● Objective:
Pull out every line in the listing below that contains the string "eyeglass" and copy each one unchanged. The match is case-sensitive.

● Given entries:
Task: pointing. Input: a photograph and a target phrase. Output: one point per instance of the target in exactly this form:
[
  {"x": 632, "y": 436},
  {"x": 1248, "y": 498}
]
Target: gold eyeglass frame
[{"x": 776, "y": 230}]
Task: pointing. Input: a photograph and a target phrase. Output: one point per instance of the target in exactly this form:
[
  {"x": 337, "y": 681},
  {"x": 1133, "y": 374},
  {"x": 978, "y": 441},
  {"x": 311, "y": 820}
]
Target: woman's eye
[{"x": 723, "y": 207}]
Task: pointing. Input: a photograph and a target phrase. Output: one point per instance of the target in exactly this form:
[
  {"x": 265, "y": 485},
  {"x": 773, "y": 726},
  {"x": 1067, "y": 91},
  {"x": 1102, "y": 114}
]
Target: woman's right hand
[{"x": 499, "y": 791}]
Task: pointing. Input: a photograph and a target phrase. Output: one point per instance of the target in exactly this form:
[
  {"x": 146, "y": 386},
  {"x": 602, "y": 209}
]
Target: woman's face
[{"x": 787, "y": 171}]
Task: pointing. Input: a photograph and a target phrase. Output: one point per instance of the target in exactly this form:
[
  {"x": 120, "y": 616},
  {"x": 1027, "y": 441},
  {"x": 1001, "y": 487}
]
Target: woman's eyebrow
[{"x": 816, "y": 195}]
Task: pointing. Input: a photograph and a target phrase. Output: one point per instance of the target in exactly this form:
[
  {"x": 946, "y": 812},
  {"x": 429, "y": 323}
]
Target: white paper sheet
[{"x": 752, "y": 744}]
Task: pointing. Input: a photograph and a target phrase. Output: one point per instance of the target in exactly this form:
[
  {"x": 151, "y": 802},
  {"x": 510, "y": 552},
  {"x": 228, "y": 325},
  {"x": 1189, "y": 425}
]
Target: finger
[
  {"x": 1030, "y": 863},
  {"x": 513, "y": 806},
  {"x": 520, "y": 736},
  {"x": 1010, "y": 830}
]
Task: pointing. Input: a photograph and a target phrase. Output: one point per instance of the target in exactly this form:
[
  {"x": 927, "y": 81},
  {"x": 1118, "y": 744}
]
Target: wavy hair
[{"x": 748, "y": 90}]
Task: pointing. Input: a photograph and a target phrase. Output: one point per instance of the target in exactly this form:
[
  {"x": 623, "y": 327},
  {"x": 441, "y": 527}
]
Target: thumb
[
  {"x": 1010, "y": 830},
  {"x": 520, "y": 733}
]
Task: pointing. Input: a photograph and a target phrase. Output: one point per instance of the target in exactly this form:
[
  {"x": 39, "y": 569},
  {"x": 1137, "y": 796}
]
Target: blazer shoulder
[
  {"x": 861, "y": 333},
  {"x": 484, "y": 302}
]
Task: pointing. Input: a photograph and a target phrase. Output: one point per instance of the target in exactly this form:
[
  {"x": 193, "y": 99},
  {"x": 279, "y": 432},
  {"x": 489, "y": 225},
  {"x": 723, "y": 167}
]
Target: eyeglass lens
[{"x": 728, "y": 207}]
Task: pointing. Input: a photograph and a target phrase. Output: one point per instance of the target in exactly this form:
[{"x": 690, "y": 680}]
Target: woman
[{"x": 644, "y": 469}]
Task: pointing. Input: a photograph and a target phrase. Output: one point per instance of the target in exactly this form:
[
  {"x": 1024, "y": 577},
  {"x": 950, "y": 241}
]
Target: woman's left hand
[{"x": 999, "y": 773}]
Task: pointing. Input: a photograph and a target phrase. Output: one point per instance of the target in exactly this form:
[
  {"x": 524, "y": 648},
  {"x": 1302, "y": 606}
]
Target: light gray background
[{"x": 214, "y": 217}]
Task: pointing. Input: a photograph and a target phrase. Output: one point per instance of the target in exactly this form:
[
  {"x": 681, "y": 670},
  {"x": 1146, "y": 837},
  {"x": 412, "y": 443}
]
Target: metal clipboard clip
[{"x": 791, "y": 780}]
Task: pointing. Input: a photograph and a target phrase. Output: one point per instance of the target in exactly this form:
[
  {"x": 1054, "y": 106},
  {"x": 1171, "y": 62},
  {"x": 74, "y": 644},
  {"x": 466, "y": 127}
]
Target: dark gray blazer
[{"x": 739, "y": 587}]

● Full answer:
Target: gold eyeglass frame
Target: eyeglass lens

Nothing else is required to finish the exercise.